* [DOCUMENT SECTION]
####################

Prevent serviceability failures that affect productivity
Calculate design loads and methods to combine them with anticipated loads
Determine dynamic loading, including crane, equipment and seismic factors
Provide durable, flat, low maintenance concrete floors on grade
Select economical structural systems that would provide long life and scalability for the inevitable future changes
Ensure suitable and efficient crane buildings
Design floor systems for vibration control, fatigue, ultimate strength and deflection control

Description
The efficient structural design of industrial facilities requires engineers to understand the issues that can affect stability, safety, and serviceability.

This course covers the structural design of industrial facilities in a systematic manner, starting with loads, load combinations, and different types of structural systems and framing concepts. The course then introduces roof-framing design including cantilever (Gerber) girders and open web steel joists. Participants will also study the detailed design of composite concrete-steel floor systems, focusing on vibration problems due to resonance, human comfort, and the need to control movement for sensitive equipment. The course provides basic principles and simple analytical tools to evaluate steel framed floor systems and foot bridges for vibration serviceability due to human activities. Remedial measures will then be discussed.

This course also discusses the essential concepts of strength and stability, serviceability, and safe structural design for crane runways and supporting columns, introducing procedures for structural design per CAN/CSA.S16-01 for composite floor beams, steel beams, and columns subjected to axial force and moment. Additionally, participants will learn to evaluate existing structural components when retrofitting. Wall systems suitable for use in the industrial facilities, most commonly used materials, and the selection of appropriate materials are discussed as well. Finally, the course introduces recent developments in the use of structural insulated foam-timber panels (SIPs) as roofs, cladding, and walls in industrial buildings based on recent research conducted at Ryerson University to establish design tables for the use of SIPs in buildings.

Numerous design examples are presented along with hands-on exercises under instructor guidance.

####################

* [Shape labeling records]
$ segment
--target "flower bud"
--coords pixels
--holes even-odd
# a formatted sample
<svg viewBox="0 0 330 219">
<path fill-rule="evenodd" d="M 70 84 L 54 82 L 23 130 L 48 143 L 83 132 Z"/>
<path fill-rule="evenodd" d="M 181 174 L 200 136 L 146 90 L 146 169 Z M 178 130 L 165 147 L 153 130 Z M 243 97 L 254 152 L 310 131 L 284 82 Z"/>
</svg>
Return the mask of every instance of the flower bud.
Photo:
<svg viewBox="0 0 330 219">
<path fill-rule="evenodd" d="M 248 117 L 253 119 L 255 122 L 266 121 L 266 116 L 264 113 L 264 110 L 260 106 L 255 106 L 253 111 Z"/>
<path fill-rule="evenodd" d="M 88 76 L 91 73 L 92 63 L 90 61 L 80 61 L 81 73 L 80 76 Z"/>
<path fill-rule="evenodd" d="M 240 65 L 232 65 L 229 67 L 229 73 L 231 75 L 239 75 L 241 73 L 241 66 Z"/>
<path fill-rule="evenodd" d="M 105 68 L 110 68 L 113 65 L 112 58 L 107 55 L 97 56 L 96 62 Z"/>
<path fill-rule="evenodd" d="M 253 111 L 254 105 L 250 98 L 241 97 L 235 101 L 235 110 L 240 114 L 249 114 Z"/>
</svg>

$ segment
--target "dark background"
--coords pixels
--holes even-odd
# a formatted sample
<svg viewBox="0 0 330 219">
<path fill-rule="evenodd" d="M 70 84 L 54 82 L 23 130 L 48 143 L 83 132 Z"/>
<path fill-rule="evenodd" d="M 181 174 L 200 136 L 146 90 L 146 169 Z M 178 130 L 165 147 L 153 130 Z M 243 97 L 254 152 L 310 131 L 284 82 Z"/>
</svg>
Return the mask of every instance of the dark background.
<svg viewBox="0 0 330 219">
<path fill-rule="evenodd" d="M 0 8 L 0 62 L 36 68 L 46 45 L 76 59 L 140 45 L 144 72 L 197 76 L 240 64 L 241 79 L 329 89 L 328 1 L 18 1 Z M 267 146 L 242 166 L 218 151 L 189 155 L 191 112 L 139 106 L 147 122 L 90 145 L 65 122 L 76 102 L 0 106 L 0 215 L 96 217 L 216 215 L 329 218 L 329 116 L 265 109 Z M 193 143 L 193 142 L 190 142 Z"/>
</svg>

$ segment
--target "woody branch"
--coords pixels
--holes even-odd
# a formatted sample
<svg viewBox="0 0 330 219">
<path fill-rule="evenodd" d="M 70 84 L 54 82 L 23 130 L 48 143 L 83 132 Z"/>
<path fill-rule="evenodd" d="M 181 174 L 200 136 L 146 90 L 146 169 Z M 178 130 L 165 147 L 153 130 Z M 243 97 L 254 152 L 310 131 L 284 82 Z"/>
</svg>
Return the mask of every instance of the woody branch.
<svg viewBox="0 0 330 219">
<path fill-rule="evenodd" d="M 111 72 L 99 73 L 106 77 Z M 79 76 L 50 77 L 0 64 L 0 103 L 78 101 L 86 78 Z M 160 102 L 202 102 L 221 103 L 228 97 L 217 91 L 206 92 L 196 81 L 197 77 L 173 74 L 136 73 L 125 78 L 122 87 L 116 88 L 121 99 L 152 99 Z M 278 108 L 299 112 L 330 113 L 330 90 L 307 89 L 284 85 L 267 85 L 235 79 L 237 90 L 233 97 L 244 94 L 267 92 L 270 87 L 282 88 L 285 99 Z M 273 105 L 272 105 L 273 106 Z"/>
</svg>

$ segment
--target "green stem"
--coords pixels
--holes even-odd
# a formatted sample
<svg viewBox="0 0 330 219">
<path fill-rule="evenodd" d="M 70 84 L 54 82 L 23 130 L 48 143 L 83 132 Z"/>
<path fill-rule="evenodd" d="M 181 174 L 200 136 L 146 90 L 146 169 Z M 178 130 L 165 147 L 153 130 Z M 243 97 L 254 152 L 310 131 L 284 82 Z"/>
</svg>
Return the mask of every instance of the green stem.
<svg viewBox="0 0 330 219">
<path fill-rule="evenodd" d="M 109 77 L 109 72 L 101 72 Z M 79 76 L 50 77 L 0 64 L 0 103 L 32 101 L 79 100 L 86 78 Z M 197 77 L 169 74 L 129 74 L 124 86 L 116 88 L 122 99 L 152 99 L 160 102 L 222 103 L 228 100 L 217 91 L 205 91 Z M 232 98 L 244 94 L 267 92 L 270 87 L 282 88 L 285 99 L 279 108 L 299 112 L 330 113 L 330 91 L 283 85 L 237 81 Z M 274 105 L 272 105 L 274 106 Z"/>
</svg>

####################

* [EXERCISE OBJECTIVE] According to the course description on structural design of industrial facilities, which standard do the design procedures for composite floor beams, steel beams, and columns follow?

* [WRITTEN SOLUTION] CAN/CSA.S16-01